BEGIN Text for analysis
Your shoulders should be broader than your waste by a good ratio.

Lean, hard muscle, a V shape. 

Older and fit seems to work as well as young and fit, so it's not just about youth.

Dress well when you desire to, depends on your environment. Jeans and T shirt are fine.

*multiple times I was picked up in nice bars when I was just there carrying cases, in jeans, T shirt.

Once I was picked up in a jacket required bar when I went in to tell my friend working there I was there, I was giving him a ride. I had to wait at the bar a couple minutes and I ended up giving him my keys. A woman picked me up in like two minutes.

Different variations were common so it's not always about expensive clothes just well fitting, it seemed somewhat tight worked. 

Now, I've always been in good shape although it comes from hard work on a farm and athletics in HS.

Picture a 6'3 cowboy, is what's been told to me many times over the years. Broad shoulders, yes biceps, V shape, narrow waist. Hard to find clothes. Somewhat lean. 
Although I had a period that I had to change my diet and lose just a few pounds to get back to preferred weight. 

I'm not overly nice all the time but can be kind and can empathize, another thing told to me by different women from early years in.

It's not always just clothes is my point. 

Now, I won the hair and physical form gene lottery but spent/ spend at the dentist, had braces in early youth. Lost a tooth playing football, had to fix that early on too.

Healthy, and being able to dress nice is fine.


----------



## NobodySpecial

Girl_power said:


> I 100% agree with this. My opinion is that... no one can help what they were born with, but we can all do the best with what we have. And that reflects who you are in my opinion.
> I know this is not going to be a favorite opinion, and I know I’m judgement but effort is a reflection of who you are. I mean effort in the way you take care of yourself physically , effort you put in your job, effort you put in your relationships (with spouse, family, friends etc.). So yes, when a man doesn’t care about what they wear, and their physic (not sure if I spelled that right) then I will probably wrongly assume they don’t care about details, lack effort etc. I want someone who gets out of bed happy, and thriving and puts effort in what they do. Not someone who rolls out of bed, and throws something on, and lets life beat them up.


Not sure why that would be an unpopular opinion.


----------



## ConanHub

Girl_power said:


> I 100% agree with this. My opinion is that... no one can help what they were born with, but we can all do the best with what we have. And that reflects who you are in my opinion.
END Text for analysis
BEGIN Record extracts
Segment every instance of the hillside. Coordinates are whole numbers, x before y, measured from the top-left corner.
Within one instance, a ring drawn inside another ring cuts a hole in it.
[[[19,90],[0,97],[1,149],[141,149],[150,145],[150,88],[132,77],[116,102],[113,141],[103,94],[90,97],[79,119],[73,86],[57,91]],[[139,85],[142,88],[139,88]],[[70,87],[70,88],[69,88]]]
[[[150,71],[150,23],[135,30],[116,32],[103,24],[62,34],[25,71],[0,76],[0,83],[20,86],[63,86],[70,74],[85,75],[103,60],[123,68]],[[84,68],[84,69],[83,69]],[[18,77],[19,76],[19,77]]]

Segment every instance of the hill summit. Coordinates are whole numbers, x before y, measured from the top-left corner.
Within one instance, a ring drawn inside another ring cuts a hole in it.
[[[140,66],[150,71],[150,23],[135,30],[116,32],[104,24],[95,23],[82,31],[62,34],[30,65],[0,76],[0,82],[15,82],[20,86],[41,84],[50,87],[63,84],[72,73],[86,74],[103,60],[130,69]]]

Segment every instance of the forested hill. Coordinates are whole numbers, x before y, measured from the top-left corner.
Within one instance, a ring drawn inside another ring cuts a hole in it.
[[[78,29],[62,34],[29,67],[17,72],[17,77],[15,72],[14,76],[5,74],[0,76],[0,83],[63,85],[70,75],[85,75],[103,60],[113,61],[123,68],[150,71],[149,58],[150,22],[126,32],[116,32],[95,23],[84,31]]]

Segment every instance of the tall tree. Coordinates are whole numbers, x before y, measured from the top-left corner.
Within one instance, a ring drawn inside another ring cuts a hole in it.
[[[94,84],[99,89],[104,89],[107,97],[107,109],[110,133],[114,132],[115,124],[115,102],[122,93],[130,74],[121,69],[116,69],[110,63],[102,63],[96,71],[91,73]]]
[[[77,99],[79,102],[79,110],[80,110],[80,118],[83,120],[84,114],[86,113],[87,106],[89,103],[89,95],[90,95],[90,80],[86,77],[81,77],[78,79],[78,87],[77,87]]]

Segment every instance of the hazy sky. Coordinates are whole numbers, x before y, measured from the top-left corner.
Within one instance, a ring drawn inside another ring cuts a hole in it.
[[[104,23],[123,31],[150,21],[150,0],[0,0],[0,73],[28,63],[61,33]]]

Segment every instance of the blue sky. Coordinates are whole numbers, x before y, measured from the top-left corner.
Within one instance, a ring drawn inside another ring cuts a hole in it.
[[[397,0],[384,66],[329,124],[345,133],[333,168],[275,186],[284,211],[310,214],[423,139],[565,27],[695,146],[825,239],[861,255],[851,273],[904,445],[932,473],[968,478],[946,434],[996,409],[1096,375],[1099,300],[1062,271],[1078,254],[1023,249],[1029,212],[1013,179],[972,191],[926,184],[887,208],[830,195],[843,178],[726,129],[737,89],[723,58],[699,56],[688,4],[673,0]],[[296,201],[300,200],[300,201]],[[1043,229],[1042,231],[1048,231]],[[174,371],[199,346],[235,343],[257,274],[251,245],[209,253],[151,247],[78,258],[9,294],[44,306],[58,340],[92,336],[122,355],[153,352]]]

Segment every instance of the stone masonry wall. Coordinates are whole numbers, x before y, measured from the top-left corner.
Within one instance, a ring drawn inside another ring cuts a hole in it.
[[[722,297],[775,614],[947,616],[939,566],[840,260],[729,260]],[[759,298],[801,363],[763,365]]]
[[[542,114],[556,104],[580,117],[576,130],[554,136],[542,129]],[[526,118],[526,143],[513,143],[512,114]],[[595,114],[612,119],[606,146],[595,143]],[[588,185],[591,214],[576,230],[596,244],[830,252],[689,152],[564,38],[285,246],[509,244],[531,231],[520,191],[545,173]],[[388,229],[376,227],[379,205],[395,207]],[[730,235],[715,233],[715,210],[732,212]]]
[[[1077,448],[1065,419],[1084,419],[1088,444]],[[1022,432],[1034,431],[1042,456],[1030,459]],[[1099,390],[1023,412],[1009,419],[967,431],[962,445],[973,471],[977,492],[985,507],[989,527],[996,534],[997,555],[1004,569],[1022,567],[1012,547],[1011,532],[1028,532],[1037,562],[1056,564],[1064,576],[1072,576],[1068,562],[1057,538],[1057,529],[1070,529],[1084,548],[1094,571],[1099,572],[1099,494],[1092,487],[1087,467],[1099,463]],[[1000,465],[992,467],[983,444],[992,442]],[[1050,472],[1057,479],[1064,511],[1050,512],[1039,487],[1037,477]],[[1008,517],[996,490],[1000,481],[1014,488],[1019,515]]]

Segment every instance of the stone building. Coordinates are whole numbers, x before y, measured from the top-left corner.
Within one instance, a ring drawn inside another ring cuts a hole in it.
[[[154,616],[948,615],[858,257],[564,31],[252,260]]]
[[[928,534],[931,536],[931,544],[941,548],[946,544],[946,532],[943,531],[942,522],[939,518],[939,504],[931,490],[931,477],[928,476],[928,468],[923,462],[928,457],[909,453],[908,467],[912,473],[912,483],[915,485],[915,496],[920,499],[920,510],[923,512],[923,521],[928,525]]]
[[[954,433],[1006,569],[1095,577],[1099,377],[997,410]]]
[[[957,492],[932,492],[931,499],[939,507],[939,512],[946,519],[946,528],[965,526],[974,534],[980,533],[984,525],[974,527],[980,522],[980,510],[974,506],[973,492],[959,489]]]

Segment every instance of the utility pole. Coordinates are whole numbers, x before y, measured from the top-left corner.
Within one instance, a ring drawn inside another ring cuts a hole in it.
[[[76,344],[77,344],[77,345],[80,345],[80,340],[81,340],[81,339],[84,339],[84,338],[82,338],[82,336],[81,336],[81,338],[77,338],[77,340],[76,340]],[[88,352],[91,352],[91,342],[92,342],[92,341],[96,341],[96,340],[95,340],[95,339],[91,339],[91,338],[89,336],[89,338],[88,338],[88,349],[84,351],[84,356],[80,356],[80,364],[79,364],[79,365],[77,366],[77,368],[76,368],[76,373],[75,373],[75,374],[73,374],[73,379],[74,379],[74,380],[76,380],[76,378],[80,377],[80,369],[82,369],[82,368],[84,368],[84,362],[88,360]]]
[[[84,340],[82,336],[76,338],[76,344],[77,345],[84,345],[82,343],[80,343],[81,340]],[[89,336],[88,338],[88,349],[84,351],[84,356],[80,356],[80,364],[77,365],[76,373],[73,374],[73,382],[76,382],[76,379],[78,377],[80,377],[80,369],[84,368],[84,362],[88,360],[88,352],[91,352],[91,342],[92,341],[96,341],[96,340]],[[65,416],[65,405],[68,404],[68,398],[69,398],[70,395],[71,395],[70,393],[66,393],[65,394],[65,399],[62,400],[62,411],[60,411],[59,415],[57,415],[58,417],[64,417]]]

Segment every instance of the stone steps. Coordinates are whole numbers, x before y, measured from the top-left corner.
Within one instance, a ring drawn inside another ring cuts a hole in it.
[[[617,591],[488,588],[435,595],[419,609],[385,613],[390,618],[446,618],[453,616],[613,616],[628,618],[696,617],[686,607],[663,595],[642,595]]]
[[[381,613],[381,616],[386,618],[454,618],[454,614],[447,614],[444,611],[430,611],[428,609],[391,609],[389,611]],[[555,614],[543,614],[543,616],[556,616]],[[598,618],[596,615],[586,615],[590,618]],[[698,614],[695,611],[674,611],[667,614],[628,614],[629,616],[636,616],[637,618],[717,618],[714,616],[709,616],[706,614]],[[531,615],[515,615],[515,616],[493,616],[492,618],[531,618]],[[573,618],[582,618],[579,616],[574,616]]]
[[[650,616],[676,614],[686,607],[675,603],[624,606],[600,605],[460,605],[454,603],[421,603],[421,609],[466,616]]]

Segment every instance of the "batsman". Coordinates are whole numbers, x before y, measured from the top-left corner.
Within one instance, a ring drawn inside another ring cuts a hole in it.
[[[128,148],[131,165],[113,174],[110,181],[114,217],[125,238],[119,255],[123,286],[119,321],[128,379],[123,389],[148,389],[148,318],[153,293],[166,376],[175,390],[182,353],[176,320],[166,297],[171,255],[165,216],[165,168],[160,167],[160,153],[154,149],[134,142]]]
END Record extracts
## Exercise goal
Could you duplicate the forum thread's wording word for word, starting with "Picture a 6'3" and going on through "is my point."?

## Your solution
Picture a 6'3 cowboy, is what's been told to me many times over the years. Broad shoulders, yes biceps, V shape, narrow waist. Hard to find clothes. Somewhat lean. 
Although I had a period that I had to change my diet and lose just a few pounds to get back to preferred weight. 

I'm not overly nice all the time but can be kind and can empathize, another thing told to me by different women from early years in.

It's not always just clothes is my point.